§ Work item:
Lines from the one containing "Can you find the gray cloud?" to the end of the entries below must be reproduced exactly, with both end lines kept and no other line added.

[Image-grounded pointing data]
----
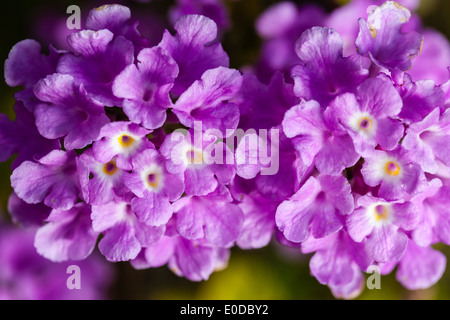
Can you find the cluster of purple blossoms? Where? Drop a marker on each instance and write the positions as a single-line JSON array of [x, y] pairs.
[[362, 148], [25, 275]]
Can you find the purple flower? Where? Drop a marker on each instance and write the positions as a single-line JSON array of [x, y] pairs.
[[396, 174], [263, 106], [154, 188], [434, 56], [22, 137], [259, 221], [27, 215], [212, 217], [145, 87], [272, 160], [381, 37], [98, 59], [25, 66], [68, 235], [429, 141], [200, 159], [420, 267], [194, 49], [208, 100], [318, 138], [369, 117], [51, 179], [381, 226], [419, 98], [100, 182], [434, 208], [352, 11], [123, 234], [25, 275], [122, 140], [280, 26], [69, 112], [324, 73], [117, 19], [316, 208], [338, 262]]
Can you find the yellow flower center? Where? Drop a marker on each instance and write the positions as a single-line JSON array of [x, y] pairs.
[[391, 168], [125, 140], [365, 123], [381, 212], [153, 180], [110, 168]]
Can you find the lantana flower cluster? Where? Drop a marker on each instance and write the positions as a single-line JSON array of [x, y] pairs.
[[361, 149]]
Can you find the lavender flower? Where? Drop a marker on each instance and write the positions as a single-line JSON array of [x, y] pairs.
[[141, 148]]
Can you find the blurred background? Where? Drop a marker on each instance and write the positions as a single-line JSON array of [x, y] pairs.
[[274, 272]]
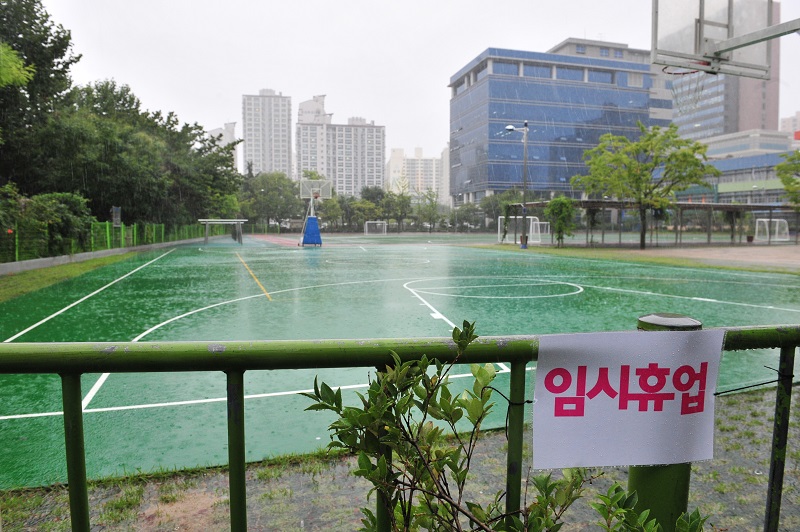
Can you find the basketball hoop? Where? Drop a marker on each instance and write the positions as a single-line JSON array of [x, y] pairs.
[[687, 86]]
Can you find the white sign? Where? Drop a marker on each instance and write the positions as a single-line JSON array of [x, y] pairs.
[[625, 398]]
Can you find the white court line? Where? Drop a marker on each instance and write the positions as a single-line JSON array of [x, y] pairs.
[[690, 298], [435, 314], [81, 300]]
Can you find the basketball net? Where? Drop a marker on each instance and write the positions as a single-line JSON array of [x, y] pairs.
[[687, 87]]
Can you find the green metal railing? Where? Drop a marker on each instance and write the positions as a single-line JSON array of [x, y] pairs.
[[71, 360], [26, 242]]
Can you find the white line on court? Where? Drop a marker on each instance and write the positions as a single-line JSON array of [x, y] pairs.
[[690, 298], [435, 314], [81, 300]]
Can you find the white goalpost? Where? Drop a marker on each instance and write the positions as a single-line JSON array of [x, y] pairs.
[[375, 227], [776, 230], [514, 230]]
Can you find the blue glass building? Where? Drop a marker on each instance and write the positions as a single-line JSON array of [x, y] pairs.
[[569, 99]]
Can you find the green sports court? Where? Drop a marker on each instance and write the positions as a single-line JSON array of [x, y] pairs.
[[353, 287]]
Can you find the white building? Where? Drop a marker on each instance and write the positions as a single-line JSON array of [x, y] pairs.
[[228, 136], [414, 175], [350, 155], [267, 132], [791, 124]]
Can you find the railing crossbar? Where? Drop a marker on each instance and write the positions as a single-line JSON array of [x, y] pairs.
[[71, 360]]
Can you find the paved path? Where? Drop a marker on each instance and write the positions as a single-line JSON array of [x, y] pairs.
[[784, 257]]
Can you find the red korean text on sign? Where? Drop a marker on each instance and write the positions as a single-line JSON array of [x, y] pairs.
[[656, 388]]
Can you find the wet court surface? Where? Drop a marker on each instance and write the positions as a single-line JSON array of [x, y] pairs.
[[351, 287]]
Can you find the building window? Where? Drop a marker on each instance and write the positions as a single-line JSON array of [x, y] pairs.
[[537, 71], [571, 74], [502, 67], [601, 76]]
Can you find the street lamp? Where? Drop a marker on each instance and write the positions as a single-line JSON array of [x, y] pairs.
[[523, 243]]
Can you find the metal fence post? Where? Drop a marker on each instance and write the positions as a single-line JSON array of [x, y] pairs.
[[76, 455], [516, 418], [383, 512], [236, 450], [663, 489], [780, 434]]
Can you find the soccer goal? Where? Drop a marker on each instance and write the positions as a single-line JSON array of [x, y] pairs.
[[514, 230], [375, 227], [776, 230]]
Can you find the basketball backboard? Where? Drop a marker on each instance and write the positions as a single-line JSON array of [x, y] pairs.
[[716, 36], [316, 188]]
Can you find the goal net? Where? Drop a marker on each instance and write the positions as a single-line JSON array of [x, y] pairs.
[[375, 227], [776, 230], [514, 229]]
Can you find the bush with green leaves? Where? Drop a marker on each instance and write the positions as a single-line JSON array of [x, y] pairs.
[[415, 442]]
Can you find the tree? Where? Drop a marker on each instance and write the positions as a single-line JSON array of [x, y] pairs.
[[647, 171], [364, 210], [428, 208], [494, 206], [346, 206], [9, 206], [373, 194], [66, 218], [560, 212], [789, 173], [13, 71], [466, 214], [330, 211], [271, 196], [27, 29]]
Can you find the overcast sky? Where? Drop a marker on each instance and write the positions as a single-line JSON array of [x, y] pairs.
[[386, 61]]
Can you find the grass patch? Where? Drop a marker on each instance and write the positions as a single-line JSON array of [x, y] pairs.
[[17, 284], [174, 491], [633, 254], [125, 506]]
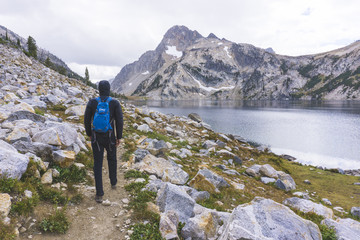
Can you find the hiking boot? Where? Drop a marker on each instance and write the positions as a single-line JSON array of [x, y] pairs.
[[98, 199]]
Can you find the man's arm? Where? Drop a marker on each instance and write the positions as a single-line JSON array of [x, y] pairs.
[[118, 121], [88, 118]]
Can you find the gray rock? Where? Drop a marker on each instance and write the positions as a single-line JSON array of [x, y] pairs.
[[208, 181], [266, 219], [169, 221], [25, 115], [355, 211], [346, 229], [253, 171], [285, 182], [326, 201], [268, 171], [42, 150], [306, 206], [267, 180], [140, 154], [220, 143], [167, 170], [194, 116], [144, 128], [49, 136], [205, 224], [237, 160], [12, 163], [173, 197], [209, 144]]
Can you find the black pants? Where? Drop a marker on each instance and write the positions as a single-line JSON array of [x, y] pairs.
[[101, 141]]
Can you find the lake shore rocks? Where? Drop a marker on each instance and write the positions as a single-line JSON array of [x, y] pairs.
[[266, 219]]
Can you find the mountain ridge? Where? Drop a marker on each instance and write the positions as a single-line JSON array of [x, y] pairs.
[[220, 69]]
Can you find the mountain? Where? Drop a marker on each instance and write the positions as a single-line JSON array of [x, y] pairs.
[[58, 64], [186, 65]]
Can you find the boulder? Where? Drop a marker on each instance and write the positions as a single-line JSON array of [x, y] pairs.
[[47, 177], [18, 134], [64, 158], [267, 180], [266, 219], [78, 110], [5, 205], [209, 144], [140, 154], [41, 150], [285, 182], [346, 229], [49, 136], [306, 206], [167, 170], [173, 197], [253, 171], [12, 163], [205, 224], [149, 121], [194, 116], [66, 133], [144, 128], [355, 211], [268, 171], [169, 221], [208, 181], [25, 115]]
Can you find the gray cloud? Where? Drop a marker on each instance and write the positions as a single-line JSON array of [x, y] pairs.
[[115, 33]]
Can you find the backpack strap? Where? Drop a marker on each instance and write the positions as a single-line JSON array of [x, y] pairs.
[[108, 99]]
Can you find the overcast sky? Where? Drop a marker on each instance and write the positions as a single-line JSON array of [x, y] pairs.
[[105, 35]]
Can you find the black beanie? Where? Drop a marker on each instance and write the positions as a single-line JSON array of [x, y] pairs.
[[104, 88]]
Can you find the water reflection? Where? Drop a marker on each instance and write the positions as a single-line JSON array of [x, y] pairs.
[[323, 133]]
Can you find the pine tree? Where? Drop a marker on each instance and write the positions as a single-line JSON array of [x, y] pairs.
----
§ Your solution:
Can you find the gray cloud? Where? Drop a marker on each instance and write the positions as a single-line JSON array of [x, y] pairs.
[[115, 33]]
Can you find the backpack strap? Where? Drop a marker on each instance and write the positions as a single-line JSON array of [x, y] pairs.
[[108, 99]]
Can you find the overcast sky? Where? Drop a marker on each instance and write the positions as a single-line JSON array of [x, y] pairs.
[[105, 35]]
Can you find the black beanie? Where? Drop a marker on each instance and write the positions as a single-line JSON array of [x, y] pairs.
[[104, 88]]
Can you find the water reflection? Where? Drop a marker on each instance and write the positions as a single-line JSON array of [x, y] pairs.
[[323, 133]]
Can you find the pine tree? Where? Drop a marker on each instance and write the positions as a single-line JSON array of [x, y] pairs.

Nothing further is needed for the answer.